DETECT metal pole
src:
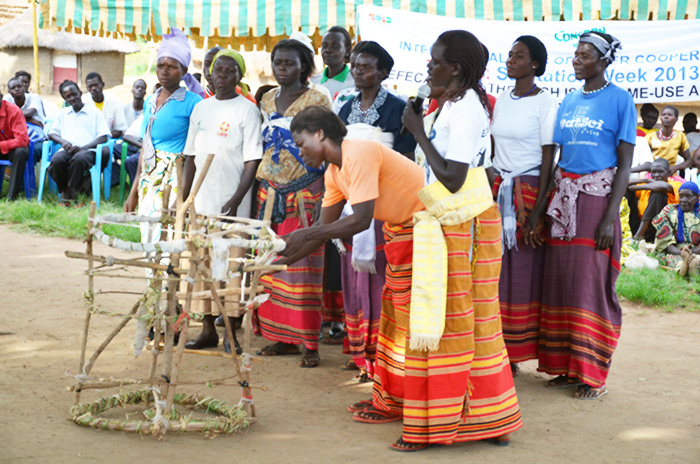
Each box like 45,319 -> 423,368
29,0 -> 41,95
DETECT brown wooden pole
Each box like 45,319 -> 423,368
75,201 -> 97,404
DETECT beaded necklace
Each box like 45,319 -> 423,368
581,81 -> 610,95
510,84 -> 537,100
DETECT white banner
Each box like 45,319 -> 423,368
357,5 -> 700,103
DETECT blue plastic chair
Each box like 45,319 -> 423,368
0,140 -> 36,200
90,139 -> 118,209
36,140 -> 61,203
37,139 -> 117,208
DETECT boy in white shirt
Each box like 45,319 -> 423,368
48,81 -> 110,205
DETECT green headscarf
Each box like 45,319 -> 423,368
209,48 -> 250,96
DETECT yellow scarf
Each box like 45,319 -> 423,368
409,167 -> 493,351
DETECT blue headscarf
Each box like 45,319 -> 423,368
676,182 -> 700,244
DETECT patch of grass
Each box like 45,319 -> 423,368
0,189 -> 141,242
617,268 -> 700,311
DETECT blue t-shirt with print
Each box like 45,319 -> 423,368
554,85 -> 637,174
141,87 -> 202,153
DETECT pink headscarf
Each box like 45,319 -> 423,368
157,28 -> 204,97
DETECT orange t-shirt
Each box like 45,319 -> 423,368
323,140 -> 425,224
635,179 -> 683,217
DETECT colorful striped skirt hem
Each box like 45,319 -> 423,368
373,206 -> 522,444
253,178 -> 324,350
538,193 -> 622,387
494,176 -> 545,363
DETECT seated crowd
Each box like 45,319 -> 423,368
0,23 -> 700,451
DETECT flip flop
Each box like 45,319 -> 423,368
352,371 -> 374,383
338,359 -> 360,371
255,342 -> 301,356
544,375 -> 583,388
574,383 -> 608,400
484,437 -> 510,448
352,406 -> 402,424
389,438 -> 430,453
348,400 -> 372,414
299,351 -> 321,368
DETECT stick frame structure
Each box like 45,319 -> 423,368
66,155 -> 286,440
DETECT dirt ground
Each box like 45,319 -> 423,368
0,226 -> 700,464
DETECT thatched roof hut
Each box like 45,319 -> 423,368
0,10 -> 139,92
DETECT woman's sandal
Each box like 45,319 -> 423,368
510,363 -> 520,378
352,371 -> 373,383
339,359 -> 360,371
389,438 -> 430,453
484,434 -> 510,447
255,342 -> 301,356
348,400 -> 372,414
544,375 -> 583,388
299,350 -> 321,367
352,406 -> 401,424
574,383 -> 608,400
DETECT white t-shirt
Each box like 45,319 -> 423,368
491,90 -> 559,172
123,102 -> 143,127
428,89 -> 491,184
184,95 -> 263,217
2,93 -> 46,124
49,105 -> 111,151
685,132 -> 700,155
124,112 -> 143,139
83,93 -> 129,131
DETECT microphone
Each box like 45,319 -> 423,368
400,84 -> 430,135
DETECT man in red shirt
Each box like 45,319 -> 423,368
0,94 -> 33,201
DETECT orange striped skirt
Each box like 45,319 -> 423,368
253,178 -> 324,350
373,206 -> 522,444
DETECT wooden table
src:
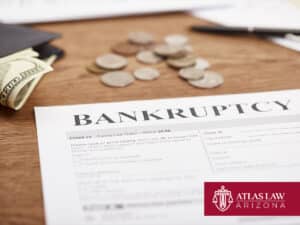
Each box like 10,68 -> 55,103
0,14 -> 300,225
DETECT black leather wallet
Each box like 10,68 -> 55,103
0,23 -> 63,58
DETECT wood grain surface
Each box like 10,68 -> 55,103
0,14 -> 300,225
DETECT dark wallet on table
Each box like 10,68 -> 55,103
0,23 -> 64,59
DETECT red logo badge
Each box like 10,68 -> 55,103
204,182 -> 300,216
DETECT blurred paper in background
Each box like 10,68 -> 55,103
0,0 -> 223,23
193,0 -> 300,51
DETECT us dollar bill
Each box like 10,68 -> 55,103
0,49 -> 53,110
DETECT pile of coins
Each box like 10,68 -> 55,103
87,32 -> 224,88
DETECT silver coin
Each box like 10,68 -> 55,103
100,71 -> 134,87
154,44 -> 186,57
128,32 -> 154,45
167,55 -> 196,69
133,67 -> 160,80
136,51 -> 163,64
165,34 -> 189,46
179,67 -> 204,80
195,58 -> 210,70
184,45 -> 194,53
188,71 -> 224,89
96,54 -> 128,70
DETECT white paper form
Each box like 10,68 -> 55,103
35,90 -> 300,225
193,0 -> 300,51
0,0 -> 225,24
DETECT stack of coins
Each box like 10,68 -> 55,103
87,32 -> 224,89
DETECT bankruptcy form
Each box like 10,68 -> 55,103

--------------------------------

Instruction: Please rewrite the entries from the line containing "DETECT blue t-shirt with print" down through the line containing "299,351 -> 321,368", changing "flip flop" to "sandal" and leaving everything else as it is. Give only those lines.

Task result:
DETECT blue t-shirt with print
Each box like 45,319 -> 423,368
554,85 -> 637,174
141,87 -> 202,153
DETECT pink headscarf
Each box like 45,319 -> 423,368
157,28 -> 204,97
DETECT orange t-shirt
Each box like 45,319 -> 423,368
323,140 -> 425,224
635,179 -> 683,217
DETECT colorful striped skirt hem
Each box like 45,319 -> 423,368
373,206 -> 522,444
253,178 -> 324,350
538,193 -> 622,387
494,176 -> 545,363
DETECT seated crowd
Each box like 45,319 -> 423,368
0,23 -> 700,451
DETECT sandal
Each box like 45,319 -> 423,368
352,371 -> 374,383
338,359 -> 360,371
255,342 -> 301,356
544,375 -> 583,388
574,383 -> 608,400
484,437 -> 510,448
352,406 -> 402,424
389,438 -> 430,453
348,400 -> 372,414
299,351 -> 321,368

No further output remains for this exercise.